**EXERCISE REQUIREMENTS:**
Show every line of the material below that contains the word "house", copying each one in full.

**EXTRACTED RECORDS:**
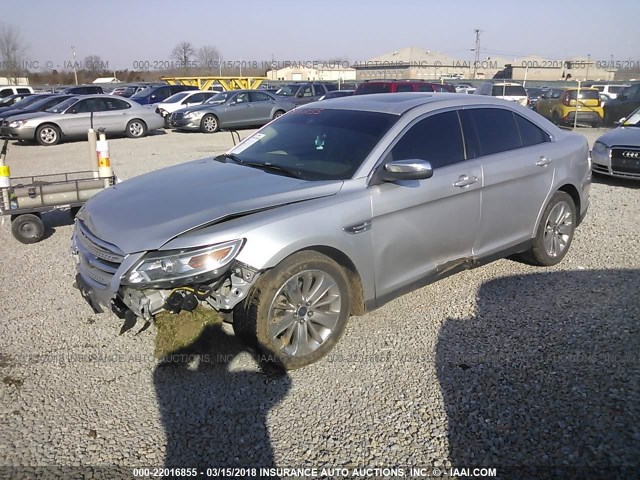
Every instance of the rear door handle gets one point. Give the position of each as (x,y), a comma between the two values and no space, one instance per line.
(465,181)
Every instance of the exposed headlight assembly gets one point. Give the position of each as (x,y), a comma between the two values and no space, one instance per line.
(180,267)
(600,149)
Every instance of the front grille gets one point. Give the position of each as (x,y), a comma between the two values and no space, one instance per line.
(99,260)
(625,160)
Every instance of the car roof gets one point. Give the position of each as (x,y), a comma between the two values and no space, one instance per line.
(400,103)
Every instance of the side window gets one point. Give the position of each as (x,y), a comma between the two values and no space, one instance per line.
(259,97)
(530,134)
(437,139)
(404,87)
(496,130)
(114,104)
(197,98)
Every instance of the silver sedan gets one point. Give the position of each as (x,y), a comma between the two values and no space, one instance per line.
(236,108)
(73,117)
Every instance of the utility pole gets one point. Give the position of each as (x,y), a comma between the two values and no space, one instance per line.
(477,50)
(75,72)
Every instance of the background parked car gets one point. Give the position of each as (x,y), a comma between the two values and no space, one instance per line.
(559,106)
(625,103)
(73,117)
(514,92)
(7,90)
(158,93)
(84,90)
(336,94)
(236,108)
(301,93)
(41,103)
(533,94)
(617,152)
(9,102)
(180,100)
(399,86)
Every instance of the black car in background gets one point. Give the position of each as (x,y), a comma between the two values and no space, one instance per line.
(625,103)
(39,104)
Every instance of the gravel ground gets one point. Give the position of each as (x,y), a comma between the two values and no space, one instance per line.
(504,365)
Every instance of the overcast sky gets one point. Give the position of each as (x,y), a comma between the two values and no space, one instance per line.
(122,32)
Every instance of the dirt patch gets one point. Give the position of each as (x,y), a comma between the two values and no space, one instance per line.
(179,331)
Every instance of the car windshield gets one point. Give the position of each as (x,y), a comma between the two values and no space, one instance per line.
(142,93)
(219,97)
(508,91)
(62,106)
(633,120)
(317,143)
(288,90)
(176,97)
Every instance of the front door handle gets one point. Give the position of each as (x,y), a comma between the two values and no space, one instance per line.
(465,181)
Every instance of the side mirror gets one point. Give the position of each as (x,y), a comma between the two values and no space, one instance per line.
(414,169)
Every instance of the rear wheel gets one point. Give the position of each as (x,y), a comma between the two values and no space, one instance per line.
(209,124)
(555,232)
(136,128)
(48,135)
(297,311)
(27,228)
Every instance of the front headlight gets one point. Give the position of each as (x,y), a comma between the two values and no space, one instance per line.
(196,114)
(600,148)
(183,266)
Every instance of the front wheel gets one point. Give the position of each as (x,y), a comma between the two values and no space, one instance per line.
(554,233)
(297,311)
(136,128)
(209,124)
(27,228)
(48,135)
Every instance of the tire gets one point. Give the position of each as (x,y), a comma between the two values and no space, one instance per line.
(314,321)
(554,233)
(27,228)
(136,128)
(48,134)
(209,124)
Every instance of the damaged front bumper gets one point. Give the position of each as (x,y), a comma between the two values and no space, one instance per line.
(101,267)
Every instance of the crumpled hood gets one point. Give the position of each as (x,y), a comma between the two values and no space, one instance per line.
(147,211)
(621,136)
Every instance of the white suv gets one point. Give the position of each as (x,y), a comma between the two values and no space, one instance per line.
(513,92)
(610,91)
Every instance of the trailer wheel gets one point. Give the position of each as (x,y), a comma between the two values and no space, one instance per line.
(27,228)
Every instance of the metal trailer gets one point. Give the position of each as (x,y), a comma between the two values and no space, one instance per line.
(28,197)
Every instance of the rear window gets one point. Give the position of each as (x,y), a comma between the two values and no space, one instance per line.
(366,88)
(508,91)
(585,94)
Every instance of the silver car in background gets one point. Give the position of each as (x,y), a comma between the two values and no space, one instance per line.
(74,116)
(232,109)
(333,210)
(617,152)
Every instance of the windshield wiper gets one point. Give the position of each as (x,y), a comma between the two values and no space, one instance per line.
(262,166)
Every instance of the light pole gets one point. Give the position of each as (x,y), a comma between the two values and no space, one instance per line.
(75,73)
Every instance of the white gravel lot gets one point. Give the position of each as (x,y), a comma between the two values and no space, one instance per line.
(504,365)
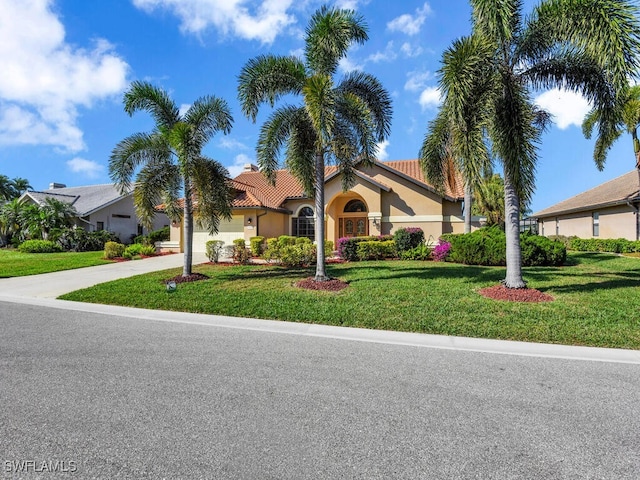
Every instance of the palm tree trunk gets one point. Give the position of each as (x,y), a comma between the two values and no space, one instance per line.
(187,220)
(512,230)
(467,208)
(321,274)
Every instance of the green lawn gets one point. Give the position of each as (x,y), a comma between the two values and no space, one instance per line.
(597,299)
(16,264)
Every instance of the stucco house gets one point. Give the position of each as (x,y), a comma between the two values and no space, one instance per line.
(609,210)
(385,197)
(99,207)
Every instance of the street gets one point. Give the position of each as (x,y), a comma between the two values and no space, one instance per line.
(124,397)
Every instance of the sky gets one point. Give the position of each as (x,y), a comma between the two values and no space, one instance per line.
(67,63)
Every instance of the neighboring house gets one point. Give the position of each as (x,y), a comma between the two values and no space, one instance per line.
(609,210)
(99,207)
(385,197)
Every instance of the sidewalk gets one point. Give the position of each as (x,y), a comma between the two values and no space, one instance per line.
(52,285)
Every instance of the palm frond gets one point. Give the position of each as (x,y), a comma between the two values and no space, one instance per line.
(130,153)
(330,33)
(213,194)
(154,100)
(267,78)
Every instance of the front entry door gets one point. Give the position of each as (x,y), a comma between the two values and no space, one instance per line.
(354,227)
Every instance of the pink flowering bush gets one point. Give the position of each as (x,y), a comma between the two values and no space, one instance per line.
(440,251)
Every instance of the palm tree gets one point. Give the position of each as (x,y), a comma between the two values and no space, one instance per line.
(170,159)
(628,121)
(341,122)
(584,46)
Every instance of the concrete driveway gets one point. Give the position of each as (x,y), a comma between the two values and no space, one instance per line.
(52,285)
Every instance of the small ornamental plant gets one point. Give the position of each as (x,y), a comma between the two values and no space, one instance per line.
(441,251)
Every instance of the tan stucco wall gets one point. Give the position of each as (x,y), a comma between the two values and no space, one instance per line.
(615,222)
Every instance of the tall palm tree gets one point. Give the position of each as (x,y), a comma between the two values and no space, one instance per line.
(628,121)
(341,122)
(170,159)
(587,46)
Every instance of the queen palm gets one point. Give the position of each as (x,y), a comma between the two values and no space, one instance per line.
(584,46)
(169,160)
(341,122)
(628,121)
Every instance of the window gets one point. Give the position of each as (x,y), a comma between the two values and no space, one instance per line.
(353,206)
(303,225)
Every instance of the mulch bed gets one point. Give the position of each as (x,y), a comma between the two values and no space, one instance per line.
(500,292)
(194,277)
(333,285)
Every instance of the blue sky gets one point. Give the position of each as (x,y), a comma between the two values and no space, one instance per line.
(66,63)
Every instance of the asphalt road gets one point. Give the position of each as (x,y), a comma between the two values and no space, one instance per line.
(118,397)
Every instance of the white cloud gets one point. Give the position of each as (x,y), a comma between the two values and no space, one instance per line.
(238,164)
(230,17)
(232,144)
(568,108)
(430,98)
(409,51)
(417,80)
(382,150)
(388,55)
(85,167)
(410,24)
(44,80)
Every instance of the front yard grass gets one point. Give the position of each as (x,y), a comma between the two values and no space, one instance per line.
(597,298)
(17,264)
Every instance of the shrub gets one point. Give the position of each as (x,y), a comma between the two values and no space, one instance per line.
(257,245)
(213,249)
(301,255)
(113,250)
(241,254)
(441,251)
(421,252)
(375,249)
(487,246)
(39,246)
(408,238)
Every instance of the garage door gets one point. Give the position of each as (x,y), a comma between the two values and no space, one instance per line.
(227,232)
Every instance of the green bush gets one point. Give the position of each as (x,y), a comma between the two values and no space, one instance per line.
(617,245)
(257,245)
(421,252)
(408,238)
(300,255)
(487,246)
(113,250)
(213,249)
(375,249)
(39,246)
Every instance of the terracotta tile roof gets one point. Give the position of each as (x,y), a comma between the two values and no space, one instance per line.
(411,168)
(617,191)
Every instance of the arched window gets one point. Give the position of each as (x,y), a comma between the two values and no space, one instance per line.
(303,225)
(355,206)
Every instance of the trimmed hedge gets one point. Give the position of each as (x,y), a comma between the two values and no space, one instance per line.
(487,246)
(39,246)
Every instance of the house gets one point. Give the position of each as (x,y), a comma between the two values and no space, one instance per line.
(385,197)
(99,207)
(609,210)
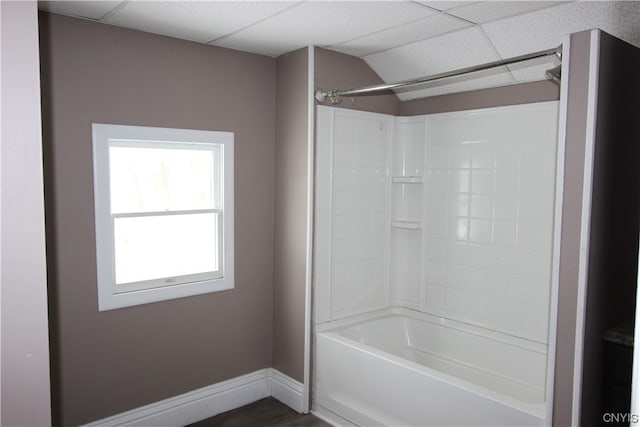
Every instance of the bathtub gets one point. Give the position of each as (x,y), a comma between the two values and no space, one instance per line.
(399,367)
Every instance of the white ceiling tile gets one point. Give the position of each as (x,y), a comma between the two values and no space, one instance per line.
(449,52)
(82,9)
(200,21)
(446,5)
(421,29)
(493,10)
(322,23)
(545,29)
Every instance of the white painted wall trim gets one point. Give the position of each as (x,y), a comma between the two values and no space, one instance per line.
(585,227)
(557,234)
(306,390)
(288,391)
(211,400)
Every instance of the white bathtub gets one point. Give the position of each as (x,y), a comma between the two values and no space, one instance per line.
(398,367)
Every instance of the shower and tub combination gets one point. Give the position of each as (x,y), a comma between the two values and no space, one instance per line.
(434,259)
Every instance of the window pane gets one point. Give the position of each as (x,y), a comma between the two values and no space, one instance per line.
(145,179)
(155,247)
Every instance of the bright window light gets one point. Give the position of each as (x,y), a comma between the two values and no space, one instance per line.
(161,197)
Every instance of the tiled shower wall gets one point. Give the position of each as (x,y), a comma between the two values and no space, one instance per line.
(450,214)
(359,212)
(490,191)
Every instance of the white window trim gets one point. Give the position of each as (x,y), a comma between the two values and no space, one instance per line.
(108,298)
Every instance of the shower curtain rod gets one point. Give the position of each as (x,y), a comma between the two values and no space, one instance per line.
(336,95)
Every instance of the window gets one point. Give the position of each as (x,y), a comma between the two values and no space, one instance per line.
(164,213)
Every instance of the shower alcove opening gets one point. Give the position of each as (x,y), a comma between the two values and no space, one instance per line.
(433,266)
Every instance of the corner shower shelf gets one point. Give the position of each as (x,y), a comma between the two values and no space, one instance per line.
(406,225)
(407,180)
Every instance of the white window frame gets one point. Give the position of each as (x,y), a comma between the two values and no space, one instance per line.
(143,292)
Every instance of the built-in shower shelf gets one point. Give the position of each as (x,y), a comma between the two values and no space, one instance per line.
(407,180)
(407,225)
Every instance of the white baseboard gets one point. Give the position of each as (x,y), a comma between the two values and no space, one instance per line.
(286,390)
(331,417)
(208,401)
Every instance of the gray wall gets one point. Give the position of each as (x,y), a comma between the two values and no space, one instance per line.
(25,350)
(570,235)
(105,363)
(484,98)
(335,70)
(290,222)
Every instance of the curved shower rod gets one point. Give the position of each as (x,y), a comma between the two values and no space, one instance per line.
(336,95)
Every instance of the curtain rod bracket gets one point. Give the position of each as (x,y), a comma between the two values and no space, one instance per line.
(333,95)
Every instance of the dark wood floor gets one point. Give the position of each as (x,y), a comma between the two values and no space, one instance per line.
(263,413)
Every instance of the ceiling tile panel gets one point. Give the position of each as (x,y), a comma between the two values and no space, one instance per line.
(421,29)
(493,10)
(81,9)
(545,29)
(446,5)
(200,21)
(439,54)
(323,23)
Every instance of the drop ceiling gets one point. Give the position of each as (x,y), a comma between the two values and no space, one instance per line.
(398,39)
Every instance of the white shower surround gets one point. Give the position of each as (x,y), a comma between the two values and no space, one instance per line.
(450,215)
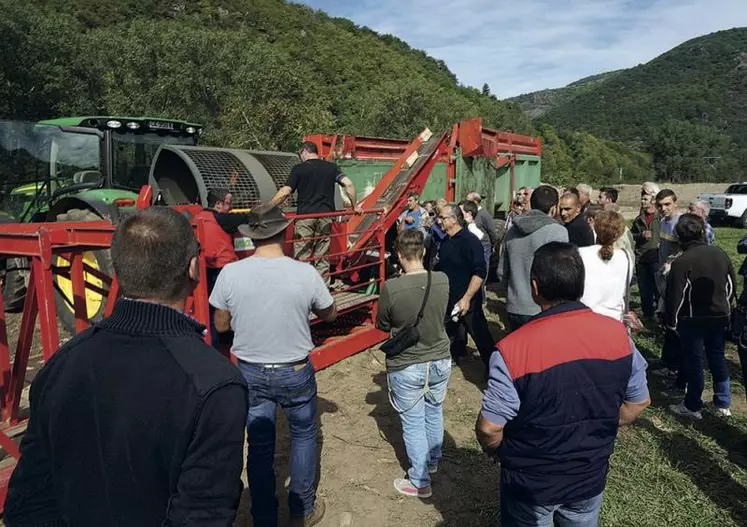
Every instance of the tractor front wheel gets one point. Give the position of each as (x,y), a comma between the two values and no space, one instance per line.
(99,260)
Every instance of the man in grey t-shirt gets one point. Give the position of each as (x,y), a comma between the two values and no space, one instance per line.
(267,299)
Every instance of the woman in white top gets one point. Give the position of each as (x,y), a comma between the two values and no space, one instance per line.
(608,268)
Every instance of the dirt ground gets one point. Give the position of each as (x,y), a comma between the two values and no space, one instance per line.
(362,449)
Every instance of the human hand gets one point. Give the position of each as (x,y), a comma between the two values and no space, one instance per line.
(463,305)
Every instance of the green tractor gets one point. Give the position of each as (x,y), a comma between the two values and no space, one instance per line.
(76,169)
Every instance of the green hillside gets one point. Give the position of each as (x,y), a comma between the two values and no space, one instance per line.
(687,108)
(257,73)
(536,104)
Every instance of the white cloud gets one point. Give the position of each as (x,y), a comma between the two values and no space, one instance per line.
(518,47)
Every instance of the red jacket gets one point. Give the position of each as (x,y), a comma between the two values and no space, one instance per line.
(218,244)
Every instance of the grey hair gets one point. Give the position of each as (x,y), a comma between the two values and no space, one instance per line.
(650,188)
(702,205)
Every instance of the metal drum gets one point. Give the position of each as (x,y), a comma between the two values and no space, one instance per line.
(184,174)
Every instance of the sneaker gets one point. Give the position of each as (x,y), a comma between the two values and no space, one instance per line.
(682,410)
(403,486)
(311,519)
(665,372)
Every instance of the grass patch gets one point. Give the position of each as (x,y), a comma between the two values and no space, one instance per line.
(668,471)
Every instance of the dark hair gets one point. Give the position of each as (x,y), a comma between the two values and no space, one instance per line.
(410,244)
(469,206)
(308,146)
(666,193)
(592,211)
(609,226)
(217,194)
(544,198)
(690,228)
(559,272)
(611,192)
(151,252)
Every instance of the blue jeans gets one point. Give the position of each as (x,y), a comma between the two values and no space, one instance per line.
(417,393)
(293,388)
(584,513)
(695,340)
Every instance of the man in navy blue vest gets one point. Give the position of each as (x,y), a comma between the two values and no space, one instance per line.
(551,410)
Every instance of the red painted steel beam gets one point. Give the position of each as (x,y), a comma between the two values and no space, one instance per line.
(339,348)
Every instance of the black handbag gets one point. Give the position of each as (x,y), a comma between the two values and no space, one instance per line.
(408,336)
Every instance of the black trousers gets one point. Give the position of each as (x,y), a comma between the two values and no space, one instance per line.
(646,274)
(475,324)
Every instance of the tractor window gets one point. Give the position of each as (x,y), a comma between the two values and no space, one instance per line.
(133,154)
(36,160)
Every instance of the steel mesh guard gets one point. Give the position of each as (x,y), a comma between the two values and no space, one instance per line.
(223,169)
(279,167)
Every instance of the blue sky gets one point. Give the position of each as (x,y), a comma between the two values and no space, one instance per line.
(519,46)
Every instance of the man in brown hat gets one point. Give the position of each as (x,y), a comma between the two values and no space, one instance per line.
(267,299)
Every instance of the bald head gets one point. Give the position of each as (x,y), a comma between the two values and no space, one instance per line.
(570,207)
(474,197)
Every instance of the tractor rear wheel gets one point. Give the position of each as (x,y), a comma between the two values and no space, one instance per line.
(15,283)
(99,260)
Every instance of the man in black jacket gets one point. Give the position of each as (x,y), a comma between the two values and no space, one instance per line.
(136,421)
(461,258)
(700,288)
(579,232)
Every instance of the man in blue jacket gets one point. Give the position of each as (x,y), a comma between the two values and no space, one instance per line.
(552,409)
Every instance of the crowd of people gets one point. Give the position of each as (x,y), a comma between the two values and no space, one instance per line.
(137,421)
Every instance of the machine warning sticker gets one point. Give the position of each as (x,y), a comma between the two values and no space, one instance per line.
(242,244)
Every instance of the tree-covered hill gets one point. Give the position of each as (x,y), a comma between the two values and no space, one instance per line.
(256,73)
(687,108)
(536,104)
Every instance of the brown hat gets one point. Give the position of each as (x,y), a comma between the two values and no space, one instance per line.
(264,222)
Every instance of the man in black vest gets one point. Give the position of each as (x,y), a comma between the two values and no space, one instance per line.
(552,418)
(136,421)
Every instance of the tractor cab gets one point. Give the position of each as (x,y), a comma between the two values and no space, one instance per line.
(40,163)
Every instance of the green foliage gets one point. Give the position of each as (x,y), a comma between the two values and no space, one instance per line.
(258,74)
(702,82)
(683,152)
(573,157)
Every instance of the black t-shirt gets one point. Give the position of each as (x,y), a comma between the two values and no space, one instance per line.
(315,182)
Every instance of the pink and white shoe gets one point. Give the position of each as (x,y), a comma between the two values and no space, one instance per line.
(405,487)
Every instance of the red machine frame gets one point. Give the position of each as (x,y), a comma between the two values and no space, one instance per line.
(469,135)
(353,332)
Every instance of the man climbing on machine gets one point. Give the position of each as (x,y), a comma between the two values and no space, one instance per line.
(314,180)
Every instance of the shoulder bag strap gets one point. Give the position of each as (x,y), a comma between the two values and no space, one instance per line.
(425,299)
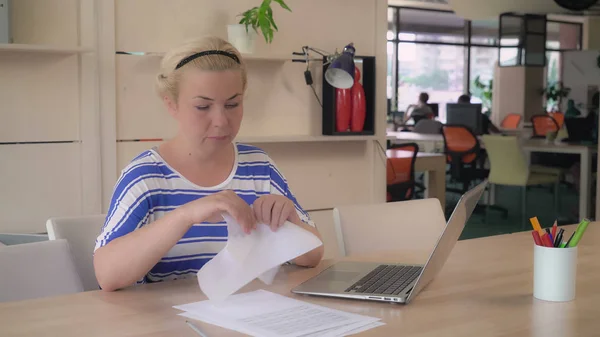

**SOLVED EXERCISE:**
Every instance of the stucco house gets one point. Give the position of each as (x,y), a comma between the two values and no space, one instance per line.
Every instance of the neighboring house gets one point. Give the position of each as (x,y), a comma between the two values and no space, one instance per line.
Every instance of the house gets one point. Give the position of each as (x,y), a comma between the two values and no space, one instance per line.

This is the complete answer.